• [REQUIRED WORK] Can the data below be set down again exactly, line for line?

^^^^

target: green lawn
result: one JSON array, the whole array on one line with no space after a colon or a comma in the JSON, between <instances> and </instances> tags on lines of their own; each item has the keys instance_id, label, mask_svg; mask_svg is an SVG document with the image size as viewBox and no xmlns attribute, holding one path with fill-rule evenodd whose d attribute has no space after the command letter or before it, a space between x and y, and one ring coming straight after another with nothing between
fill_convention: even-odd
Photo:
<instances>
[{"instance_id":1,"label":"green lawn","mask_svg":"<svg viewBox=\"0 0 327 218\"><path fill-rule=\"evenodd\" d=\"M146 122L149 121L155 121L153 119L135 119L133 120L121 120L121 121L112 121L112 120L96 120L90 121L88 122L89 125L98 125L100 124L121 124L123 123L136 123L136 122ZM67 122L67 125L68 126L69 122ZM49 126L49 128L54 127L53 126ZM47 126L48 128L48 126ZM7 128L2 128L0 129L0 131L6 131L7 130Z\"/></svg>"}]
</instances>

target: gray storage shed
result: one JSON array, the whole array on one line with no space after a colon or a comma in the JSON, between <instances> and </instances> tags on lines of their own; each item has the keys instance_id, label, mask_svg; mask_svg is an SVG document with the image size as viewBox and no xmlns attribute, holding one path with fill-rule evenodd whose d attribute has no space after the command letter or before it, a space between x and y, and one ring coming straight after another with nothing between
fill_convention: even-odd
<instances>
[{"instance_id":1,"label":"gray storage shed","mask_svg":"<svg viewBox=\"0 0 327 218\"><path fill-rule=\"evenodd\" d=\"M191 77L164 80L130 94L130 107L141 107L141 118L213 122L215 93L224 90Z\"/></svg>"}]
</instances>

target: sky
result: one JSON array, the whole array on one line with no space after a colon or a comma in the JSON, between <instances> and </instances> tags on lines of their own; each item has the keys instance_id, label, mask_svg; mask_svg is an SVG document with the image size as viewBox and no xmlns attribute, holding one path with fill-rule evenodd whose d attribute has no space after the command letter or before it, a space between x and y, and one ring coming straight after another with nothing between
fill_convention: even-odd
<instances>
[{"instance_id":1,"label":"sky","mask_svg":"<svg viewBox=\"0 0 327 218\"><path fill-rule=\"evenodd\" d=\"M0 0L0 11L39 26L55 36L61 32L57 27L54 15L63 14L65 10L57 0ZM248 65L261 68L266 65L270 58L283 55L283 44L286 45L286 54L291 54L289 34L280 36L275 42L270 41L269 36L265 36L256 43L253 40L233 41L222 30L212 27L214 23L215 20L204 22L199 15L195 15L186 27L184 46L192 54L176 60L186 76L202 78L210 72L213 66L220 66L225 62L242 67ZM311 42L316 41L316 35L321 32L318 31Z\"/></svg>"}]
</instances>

^^^^

• [RESULT]
target: green lawn
result: one JSON array, the whole array on one line with no space after a colon or a comma in the JSON, between <instances> and </instances> tags on lines of their own; each item has the keys instance_id, label, mask_svg; mask_svg is an SVG document with the image size as viewBox and no xmlns attribute, holding one path with fill-rule evenodd whose d attribute has no space after the command letter or before it, a space between x and y, and one ring coming straight after another with nothing between
fill_convention: even-odd
Photo:
<instances>
[{"instance_id":1,"label":"green lawn","mask_svg":"<svg viewBox=\"0 0 327 218\"><path fill-rule=\"evenodd\" d=\"M146 122L149 121L155 121L153 119L135 119L133 120L121 120L121 121L112 121L112 120L96 120L90 121L88 122L89 125L98 125L100 124L121 124L123 123L136 123L136 122ZM67 122L67 125L68 126L69 122ZM49 126L49 128L54 127L53 126ZM47 126L48 128L48 126ZM7 128L2 128L0 129L0 131L6 131L7 130Z\"/></svg>"}]
</instances>

target: gray storage shed
result: one JSON array, the whole array on one line with no space after a colon or a comma in the JSON, between <instances> and </instances> tags on lines of their own; each item has the keys instance_id, label, mask_svg; mask_svg is an SVG document with the image size as viewBox and no xmlns attribute, holding one path with fill-rule evenodd whose d attribute has no space after the command letter or before it, a space between x and y, and one ring coming straight after another with nothing between
fill_convention: even-odd
<instances>
[{"instance_id":1,"label":"gray storage shed","mask_svg":"<svg viewBox=\"0 0 327 218\"><path fill-rule=\"evenodd\" d=\"M191 77L164 80L130 94L130 107L141 107L141 118L213 122L215 93L224 90Z\"/></svg>"}]
</instances>

target: sky
result: one JSON array, the whole array on one line with no space after a colon or a comma in the JSON, between <instances> and </instances> tags on lines of their own; each item has the keys instance_id, label, mask_svg; mask_svg is an SVG document with the image size as viewBox and no xmlns attribute, holding one path with fill-rule evenodd whose d attribute has no space after the command letter or before it, a space between x and y, and one ring coming straight after another with nothing between
fill_convention: even-odd
<instances>
[{"instance_id":1,"label":"sky","mask_svg":"<svg viewBox=\"0 0 327 218\"><path fill-rule=\"evenodd\" d=\"M0 0L0 11L39 26L55 36L61 32L57 27L54 15L63 14L65 10L57 0ZM248 65L261 68L266 65L270 58L283 55L283 44L286 45L286 54L291 54L289 34L280 36L275 42L270 41L269 36L265 36L256 43L253 40L233 41L222 30L212 27L214 23L215 20L204 22L199 15L195 15L186 27L184 46L192 54L176 60L186 76L202 78L210 72L213 66L220 66L225 62L242 67ZM311 42L316 41L316 35L321 32L318 31Z\"/></svg>"}]
</instances>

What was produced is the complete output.